┌──
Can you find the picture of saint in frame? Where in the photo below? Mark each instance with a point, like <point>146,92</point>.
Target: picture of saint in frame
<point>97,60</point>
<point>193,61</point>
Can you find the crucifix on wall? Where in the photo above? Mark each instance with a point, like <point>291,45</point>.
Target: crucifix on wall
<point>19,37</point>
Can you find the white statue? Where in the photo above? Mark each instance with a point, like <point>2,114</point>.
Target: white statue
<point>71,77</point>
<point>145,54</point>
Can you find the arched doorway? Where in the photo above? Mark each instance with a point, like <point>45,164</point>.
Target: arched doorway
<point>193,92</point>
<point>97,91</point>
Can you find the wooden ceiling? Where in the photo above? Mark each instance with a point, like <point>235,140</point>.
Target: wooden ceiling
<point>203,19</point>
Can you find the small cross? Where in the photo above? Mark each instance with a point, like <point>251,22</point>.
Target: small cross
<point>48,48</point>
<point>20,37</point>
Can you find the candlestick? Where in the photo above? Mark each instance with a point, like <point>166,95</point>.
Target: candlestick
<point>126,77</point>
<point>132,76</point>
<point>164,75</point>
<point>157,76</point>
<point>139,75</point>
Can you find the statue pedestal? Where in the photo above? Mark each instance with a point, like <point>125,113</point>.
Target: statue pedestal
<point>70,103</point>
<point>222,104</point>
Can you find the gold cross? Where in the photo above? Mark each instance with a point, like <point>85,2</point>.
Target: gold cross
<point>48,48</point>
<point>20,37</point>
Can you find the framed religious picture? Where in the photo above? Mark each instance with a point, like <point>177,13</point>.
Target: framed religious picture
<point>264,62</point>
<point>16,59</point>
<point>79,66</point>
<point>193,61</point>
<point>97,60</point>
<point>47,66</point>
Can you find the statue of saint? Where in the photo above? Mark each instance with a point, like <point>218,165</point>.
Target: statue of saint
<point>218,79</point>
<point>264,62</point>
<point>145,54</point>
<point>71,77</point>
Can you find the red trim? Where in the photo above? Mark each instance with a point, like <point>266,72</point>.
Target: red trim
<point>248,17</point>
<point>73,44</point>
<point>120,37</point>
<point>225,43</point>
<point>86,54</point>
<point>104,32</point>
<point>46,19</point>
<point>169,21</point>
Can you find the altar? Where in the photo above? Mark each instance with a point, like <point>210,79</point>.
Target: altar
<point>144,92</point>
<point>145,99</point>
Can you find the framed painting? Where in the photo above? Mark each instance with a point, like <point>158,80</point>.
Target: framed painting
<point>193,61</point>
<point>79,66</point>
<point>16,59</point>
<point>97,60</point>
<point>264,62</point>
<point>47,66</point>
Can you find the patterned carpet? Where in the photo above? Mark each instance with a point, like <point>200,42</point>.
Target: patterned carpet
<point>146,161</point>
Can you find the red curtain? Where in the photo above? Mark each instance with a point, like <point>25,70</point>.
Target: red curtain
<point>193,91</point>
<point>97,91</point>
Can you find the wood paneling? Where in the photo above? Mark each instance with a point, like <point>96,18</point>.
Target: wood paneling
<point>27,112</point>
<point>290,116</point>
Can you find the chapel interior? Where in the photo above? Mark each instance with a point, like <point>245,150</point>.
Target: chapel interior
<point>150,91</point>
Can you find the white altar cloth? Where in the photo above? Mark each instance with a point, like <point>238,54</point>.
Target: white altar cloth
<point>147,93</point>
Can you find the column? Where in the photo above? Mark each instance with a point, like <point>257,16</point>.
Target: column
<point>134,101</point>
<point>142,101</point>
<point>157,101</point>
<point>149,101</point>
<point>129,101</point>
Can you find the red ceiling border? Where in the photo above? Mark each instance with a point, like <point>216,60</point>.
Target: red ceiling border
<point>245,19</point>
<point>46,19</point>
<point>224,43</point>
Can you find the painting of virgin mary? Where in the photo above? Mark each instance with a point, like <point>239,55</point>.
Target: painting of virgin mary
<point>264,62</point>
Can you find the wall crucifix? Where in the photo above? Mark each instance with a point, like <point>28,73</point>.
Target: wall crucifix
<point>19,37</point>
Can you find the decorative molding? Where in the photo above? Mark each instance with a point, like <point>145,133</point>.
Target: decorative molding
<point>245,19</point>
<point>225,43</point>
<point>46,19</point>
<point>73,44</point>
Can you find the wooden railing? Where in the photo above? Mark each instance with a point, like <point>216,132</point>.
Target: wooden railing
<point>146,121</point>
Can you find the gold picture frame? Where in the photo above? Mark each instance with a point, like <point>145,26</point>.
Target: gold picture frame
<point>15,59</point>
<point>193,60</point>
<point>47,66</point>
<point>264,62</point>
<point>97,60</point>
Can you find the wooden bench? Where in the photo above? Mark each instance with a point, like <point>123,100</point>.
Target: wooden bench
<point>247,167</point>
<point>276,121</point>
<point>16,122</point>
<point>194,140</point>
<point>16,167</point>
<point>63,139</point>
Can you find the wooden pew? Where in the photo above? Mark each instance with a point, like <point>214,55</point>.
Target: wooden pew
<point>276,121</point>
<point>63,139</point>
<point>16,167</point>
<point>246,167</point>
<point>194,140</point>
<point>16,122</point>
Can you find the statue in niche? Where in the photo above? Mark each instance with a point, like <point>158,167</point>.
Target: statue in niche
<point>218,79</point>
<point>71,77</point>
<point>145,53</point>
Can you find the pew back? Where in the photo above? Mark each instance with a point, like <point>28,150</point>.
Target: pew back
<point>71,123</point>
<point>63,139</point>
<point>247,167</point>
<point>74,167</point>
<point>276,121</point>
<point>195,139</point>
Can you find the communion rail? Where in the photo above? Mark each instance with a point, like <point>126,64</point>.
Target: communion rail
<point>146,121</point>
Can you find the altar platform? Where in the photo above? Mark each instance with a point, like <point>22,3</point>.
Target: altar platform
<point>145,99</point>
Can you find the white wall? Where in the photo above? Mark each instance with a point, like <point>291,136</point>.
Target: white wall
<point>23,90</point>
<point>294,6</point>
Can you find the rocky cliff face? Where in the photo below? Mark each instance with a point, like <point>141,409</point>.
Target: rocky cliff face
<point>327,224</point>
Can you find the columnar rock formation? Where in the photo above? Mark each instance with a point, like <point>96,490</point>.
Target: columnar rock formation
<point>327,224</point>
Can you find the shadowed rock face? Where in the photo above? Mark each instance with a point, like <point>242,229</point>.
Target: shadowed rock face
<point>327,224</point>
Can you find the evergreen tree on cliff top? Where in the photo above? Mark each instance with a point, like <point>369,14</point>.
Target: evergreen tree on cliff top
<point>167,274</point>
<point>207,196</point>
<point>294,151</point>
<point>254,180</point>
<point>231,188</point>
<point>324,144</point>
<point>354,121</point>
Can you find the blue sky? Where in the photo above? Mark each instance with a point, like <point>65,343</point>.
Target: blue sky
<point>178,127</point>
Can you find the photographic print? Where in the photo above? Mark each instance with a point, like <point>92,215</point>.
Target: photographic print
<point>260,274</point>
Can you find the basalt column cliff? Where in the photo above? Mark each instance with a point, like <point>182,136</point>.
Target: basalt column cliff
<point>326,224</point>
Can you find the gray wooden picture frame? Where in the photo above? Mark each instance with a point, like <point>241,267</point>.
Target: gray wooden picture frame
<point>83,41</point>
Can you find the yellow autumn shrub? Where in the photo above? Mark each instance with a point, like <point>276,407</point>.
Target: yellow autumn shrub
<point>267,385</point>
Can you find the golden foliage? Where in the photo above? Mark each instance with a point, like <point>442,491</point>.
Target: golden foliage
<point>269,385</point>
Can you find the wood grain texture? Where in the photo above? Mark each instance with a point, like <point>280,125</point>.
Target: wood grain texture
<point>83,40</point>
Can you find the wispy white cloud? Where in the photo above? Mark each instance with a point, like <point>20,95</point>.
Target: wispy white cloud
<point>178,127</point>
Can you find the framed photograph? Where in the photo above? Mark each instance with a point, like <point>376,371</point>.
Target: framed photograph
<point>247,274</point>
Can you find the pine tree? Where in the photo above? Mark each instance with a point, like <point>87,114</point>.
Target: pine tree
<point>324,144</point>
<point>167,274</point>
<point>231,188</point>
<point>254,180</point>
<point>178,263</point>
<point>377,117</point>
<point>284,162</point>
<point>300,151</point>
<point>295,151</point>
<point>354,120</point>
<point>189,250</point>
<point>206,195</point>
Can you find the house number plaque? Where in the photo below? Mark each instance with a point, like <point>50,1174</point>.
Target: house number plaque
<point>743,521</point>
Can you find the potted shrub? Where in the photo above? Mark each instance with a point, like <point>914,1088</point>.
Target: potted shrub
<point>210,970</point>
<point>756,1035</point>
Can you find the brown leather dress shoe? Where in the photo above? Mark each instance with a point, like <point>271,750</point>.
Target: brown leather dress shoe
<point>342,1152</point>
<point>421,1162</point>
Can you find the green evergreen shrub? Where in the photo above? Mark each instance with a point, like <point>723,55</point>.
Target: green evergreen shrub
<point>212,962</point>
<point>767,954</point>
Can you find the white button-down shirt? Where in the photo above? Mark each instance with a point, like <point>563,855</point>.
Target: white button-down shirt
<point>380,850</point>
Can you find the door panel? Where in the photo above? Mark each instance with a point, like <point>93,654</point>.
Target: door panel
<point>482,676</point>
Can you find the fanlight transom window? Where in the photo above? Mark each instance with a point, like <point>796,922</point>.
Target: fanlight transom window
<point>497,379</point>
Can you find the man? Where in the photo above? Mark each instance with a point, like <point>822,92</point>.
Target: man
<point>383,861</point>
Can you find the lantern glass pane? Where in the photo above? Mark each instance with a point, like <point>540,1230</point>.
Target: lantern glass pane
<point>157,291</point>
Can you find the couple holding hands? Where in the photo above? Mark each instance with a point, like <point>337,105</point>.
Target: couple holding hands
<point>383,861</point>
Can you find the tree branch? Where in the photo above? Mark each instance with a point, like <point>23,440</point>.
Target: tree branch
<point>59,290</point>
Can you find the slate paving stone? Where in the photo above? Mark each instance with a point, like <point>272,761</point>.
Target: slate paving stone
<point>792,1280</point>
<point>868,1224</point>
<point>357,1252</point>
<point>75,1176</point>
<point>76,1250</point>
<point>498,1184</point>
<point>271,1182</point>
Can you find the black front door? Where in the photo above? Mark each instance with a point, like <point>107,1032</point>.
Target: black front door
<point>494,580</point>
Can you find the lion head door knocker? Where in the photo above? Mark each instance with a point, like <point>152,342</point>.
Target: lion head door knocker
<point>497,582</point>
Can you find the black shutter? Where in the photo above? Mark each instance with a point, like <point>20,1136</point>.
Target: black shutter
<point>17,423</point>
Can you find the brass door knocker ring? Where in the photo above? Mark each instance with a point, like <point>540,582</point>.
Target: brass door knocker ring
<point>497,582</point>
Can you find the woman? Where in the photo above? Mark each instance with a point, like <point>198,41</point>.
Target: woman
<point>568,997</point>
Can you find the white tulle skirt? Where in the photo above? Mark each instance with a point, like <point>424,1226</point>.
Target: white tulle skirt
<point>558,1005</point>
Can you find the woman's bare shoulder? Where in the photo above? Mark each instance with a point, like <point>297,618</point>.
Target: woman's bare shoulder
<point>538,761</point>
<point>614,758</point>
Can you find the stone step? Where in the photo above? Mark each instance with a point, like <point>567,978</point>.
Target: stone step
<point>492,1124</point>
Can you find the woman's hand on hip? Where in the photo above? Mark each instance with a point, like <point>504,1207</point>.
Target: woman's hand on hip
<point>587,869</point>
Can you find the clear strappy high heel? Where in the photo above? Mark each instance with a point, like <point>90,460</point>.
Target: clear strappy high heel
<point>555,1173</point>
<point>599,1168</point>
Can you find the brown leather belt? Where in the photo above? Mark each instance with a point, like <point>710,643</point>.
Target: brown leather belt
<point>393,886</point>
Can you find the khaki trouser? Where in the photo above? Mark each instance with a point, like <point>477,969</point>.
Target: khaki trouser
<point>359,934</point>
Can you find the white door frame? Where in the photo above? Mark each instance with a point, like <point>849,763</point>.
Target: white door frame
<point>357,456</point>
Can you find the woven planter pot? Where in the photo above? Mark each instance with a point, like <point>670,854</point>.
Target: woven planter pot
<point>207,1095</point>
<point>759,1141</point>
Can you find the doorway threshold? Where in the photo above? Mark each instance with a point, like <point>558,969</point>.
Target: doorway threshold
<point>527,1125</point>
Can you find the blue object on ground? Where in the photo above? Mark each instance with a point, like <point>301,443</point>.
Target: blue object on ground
└──
Could you convert the material, from the line containing "Can you find the basalt" up to and including the line containing "<point>83,41</point>", into a JSON list of strings with one string per line and blank lines left out?

(Complete answer):
[
  "Can you find the basalt column cliff? Where in the photo above? Mark each instance with a point, like <point>182,136</point>.",
  "Target: basalt column cliff",
  "<point>326,224</point>",
  "Can you find the gray wooden picture frame? Where in the photo above? Mark each instance with a point, like <point>241,267</point>.",
  "Target: gray wooden picture frame",
  "<point>83,41</point>"
]